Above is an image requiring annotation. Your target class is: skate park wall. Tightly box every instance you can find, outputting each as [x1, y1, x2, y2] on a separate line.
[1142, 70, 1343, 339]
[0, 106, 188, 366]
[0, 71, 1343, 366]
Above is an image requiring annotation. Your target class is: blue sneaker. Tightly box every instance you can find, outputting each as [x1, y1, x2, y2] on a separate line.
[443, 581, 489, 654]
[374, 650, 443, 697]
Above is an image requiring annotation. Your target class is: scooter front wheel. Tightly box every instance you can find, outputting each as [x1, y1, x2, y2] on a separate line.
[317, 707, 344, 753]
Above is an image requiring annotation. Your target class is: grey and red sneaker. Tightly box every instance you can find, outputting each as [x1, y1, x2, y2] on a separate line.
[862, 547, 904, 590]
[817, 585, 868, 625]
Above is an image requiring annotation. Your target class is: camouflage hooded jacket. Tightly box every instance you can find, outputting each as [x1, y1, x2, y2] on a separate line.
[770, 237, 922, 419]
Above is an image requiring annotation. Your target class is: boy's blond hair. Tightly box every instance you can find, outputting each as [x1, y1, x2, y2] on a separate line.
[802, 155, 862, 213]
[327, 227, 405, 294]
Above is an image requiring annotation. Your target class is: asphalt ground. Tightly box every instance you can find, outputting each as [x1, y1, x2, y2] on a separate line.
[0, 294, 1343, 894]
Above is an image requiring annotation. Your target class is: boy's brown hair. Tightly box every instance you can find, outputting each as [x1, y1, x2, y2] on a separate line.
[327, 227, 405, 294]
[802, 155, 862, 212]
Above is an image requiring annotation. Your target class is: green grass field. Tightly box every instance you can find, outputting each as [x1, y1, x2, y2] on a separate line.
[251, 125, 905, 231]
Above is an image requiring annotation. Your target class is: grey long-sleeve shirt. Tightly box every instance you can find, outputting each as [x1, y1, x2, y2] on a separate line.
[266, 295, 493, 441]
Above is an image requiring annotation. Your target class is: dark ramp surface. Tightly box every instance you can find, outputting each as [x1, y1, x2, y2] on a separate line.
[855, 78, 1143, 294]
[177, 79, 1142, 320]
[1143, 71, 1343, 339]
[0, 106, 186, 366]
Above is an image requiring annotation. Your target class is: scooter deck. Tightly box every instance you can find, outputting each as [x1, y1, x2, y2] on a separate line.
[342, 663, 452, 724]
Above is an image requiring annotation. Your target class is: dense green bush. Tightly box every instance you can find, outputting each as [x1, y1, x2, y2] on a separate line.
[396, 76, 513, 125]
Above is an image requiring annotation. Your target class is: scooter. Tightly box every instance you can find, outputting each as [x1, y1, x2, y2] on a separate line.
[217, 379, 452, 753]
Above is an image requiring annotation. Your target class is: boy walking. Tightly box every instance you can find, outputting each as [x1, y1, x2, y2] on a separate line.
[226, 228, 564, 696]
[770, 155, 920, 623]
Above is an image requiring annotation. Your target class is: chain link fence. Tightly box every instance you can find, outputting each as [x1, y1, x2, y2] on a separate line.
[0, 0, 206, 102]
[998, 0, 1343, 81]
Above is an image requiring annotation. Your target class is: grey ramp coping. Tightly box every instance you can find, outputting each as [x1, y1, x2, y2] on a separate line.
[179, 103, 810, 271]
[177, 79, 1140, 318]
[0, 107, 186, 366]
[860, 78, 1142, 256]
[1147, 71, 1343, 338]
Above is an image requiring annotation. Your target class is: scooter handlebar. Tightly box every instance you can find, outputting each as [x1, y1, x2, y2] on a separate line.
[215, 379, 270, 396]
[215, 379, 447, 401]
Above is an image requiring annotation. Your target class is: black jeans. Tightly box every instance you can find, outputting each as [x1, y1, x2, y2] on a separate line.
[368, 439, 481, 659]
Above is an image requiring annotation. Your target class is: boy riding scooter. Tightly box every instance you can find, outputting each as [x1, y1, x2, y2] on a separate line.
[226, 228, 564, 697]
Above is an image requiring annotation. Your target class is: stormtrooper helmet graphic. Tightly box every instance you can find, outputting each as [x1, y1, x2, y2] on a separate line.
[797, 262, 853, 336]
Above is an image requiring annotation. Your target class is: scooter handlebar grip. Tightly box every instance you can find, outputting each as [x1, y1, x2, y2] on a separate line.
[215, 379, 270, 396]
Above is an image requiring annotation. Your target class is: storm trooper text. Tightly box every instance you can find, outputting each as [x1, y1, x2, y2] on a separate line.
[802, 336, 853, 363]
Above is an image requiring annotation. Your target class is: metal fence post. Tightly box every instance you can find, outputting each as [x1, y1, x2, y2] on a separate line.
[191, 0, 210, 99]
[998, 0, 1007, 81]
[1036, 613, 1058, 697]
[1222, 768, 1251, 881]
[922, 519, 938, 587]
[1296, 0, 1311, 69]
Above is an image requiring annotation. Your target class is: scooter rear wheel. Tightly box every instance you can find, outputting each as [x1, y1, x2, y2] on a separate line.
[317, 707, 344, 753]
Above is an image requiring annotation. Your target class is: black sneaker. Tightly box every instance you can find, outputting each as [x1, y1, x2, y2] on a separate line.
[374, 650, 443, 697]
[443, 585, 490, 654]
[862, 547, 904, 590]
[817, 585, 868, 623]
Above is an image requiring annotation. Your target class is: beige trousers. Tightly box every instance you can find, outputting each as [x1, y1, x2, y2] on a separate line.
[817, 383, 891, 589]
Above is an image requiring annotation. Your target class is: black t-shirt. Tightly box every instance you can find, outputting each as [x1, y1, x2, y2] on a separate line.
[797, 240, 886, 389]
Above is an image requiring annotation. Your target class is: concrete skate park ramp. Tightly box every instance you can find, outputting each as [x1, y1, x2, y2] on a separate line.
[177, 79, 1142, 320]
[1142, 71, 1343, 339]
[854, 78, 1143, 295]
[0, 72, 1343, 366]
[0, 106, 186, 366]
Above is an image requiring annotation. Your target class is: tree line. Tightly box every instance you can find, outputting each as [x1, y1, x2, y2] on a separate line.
........
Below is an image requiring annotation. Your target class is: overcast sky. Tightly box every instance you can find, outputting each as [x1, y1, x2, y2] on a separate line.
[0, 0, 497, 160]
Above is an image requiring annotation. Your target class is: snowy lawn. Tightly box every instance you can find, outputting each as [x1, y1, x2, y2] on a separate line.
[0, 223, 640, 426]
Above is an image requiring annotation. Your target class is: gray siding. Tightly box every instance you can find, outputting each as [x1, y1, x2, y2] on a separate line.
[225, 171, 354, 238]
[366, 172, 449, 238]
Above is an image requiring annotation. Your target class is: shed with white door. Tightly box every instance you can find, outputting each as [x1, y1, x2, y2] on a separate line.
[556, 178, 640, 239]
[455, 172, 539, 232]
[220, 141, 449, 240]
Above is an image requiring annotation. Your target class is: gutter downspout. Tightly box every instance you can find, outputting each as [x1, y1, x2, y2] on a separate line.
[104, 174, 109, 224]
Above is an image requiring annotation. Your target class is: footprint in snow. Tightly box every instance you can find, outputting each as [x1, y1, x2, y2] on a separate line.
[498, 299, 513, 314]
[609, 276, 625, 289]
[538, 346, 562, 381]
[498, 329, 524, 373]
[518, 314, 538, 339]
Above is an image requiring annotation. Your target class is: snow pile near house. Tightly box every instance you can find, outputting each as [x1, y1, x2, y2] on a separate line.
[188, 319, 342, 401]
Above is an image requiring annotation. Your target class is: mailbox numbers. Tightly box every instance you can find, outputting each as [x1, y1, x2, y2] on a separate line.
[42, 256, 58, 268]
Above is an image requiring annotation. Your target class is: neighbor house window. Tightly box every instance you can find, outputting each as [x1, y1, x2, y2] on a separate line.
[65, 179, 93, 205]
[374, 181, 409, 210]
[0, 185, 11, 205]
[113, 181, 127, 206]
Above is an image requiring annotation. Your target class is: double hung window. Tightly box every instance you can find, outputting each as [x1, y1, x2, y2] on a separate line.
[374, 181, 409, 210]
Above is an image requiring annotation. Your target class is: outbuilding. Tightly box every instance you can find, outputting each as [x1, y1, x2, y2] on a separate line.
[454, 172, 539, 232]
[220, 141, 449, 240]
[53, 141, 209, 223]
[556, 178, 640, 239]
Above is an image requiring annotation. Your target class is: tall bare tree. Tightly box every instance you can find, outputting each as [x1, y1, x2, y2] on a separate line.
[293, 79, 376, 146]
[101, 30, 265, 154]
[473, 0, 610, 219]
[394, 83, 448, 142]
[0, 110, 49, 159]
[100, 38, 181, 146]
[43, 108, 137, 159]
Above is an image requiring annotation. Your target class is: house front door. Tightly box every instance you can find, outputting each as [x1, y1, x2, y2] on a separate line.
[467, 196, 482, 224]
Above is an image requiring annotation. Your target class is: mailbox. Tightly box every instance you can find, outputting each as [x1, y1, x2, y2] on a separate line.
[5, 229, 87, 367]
........
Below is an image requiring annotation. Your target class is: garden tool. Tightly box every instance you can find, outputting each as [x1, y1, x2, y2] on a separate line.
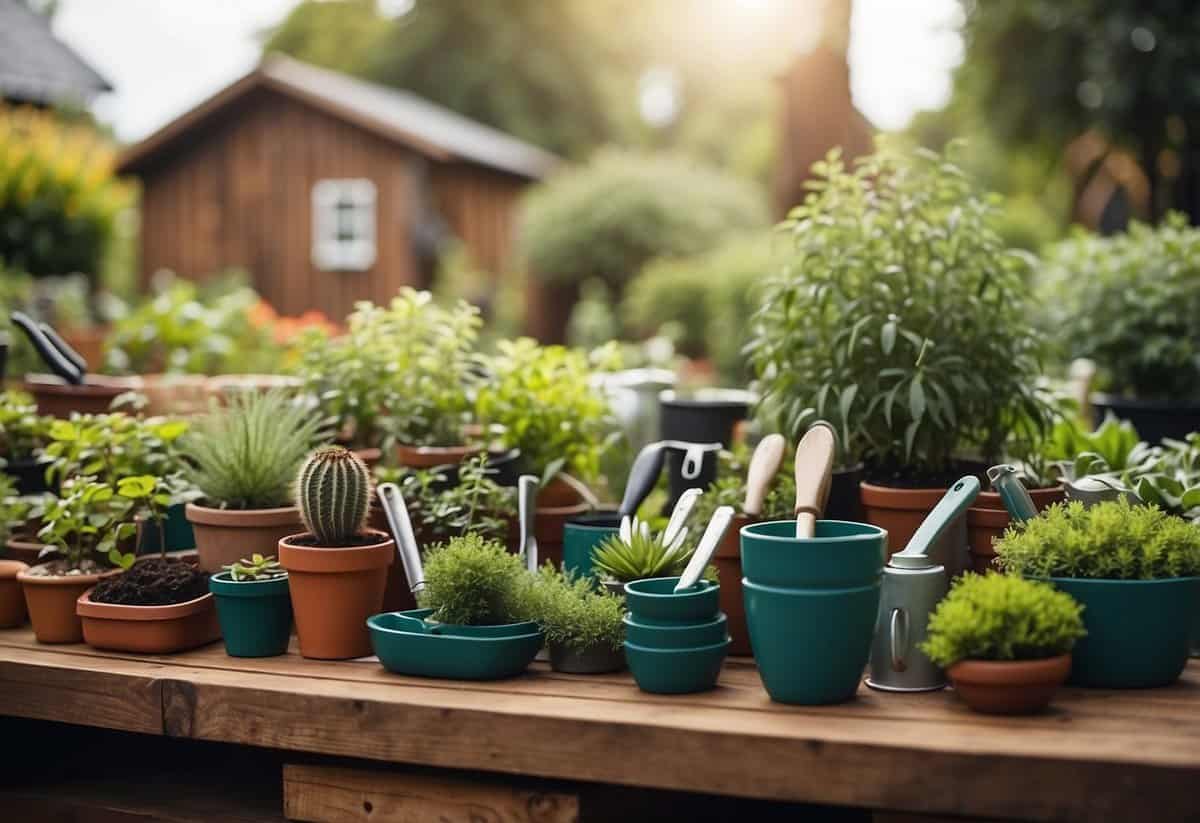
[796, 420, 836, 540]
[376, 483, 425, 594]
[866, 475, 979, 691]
........
*EXERCISE AIM*:
Reproduce verbatim the lines of the listing above, beginning with the line containing "class is: metal" and ending with the line containing "[817, 383, 891, 589]", both of those lines included.

*THE SOLUTION*:
Above is an image requiring annotation. Your target class is: metal fence post. Tightly box every instance you can find, outputting each as [x1, y1, x2, y2] on a separate line.
[191, 0, 210, 99]
[998, 0, 1007, 81]
[1036, 613, 1058, 697]
[1222, 768, 1251, 881]
[922, 519, 938, 587]
[1296, 0, 1311, 69]
Above is an image requiring annotation. Your target class is: scooter rear wheel. Tightly box every instance you can find, outputting each as [x1, y1, x2, y2] on a separate line.
[317, 707, 344, 753]
Above is an image requiring annotation. Your target class is: black sneaker. Tightly box every instance you can find, outputting each as [x1, y1, x2, y2] on a separate line.
[374, 650, 443, 697]
[443, 585, 490, 654]
[862, 547, 904, 590]
[817, 585, 868, 623]
Above is an image requiring annotation. Your target class is: beige trousers. Tightly box every instance you can find, outputting each as [x1, y1, x2, y2] on a separate line.
[817, 383, 891, 589]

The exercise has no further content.